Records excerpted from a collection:
□ □ □

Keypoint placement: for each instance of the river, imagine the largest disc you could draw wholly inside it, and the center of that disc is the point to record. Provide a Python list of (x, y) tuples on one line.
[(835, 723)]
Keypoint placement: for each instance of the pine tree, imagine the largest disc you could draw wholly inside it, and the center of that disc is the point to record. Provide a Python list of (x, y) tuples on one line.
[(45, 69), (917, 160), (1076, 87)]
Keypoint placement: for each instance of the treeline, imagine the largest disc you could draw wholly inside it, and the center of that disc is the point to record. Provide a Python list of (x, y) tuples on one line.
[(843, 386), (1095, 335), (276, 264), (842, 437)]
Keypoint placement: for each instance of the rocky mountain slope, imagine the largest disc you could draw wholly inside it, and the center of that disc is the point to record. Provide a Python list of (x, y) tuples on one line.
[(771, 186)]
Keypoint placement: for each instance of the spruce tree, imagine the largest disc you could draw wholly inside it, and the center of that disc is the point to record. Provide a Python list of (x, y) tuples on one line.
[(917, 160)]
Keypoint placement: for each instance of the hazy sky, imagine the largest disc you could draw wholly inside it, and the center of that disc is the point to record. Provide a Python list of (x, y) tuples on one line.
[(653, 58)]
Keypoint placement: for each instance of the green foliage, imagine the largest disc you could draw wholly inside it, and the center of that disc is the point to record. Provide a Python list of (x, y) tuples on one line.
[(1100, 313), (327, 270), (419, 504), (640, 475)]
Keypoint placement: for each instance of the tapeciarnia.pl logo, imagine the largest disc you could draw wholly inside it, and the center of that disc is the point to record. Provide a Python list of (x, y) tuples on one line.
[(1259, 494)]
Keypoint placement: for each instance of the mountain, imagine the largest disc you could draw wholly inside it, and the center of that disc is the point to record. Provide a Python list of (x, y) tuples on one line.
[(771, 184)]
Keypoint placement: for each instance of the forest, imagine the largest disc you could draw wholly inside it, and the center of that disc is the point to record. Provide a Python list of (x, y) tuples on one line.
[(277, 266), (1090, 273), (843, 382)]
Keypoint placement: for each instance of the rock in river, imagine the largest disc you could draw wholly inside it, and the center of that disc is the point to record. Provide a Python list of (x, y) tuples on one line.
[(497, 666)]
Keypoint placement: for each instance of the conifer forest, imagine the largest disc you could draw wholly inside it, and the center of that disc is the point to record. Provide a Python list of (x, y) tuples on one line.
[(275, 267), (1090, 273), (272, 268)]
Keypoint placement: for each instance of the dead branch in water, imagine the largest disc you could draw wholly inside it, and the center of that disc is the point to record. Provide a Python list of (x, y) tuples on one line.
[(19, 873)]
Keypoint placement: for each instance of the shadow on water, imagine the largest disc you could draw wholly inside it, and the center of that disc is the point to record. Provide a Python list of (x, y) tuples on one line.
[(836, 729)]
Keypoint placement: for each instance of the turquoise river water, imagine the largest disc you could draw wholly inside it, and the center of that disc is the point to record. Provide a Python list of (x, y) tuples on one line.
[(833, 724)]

□ □ □

_Brief_
Format the records, starting with the line containing "Keypoint placement: for each instance of the forest, imagine" and going on through the end of the records, as a two-column CSV with columns named input and output. Give one row per record, putting its text and its answer each in a single quoted field with line breaks replaced by spaces.

_Solution to the problem_
input,output
"Keypoint placement: for each instance of the forest, imagine the largest disc you could draw wholly inside it, and the center of that disc is the point to record. Provide a Python list of (x, y) tuples on one line.","[(277, 266), (1090, 273), (843, 382)]"
"Keypoint placement: for each instance of the rock in river, imagine the largest disc you could draw wholly inside it, and the center of that disc is the point to record. Provide a Python list of (x, y) tuples on one line.","[(497, 666)]"
"Keypoint placement: for each instance of the conifer forest, imagine the largest disc you could draw wholly inside it, and the center of that disc is the point to record. Provide a Python list of (x, y) tuples on one line.","[(275, 267), (1090, 273), (272, 268)]"
"Keypoint placement: for each instance of the dead branch in water, imagine the largest disc you could draw wholly inside it, and the center of that disc is the point to record. Provide a Python list of (x, y) tuples on one line.","[(19, 873)]"
"Keypoint placement: for each instance of the shadow on water, imagine the largest disc you could draw wholly inside it, and the center of that disc is the point to record. Provide a Python list of (x, y) tuples on one line.","[(836, 729)]"
"Keypoint placement: for each instance of the turquoise river water, imagine the largest disc you could draw wholly inside it, and the center of that disc is the point to record. Provide a Python list of (x, y) tuples on one line.","[(833, 724)]"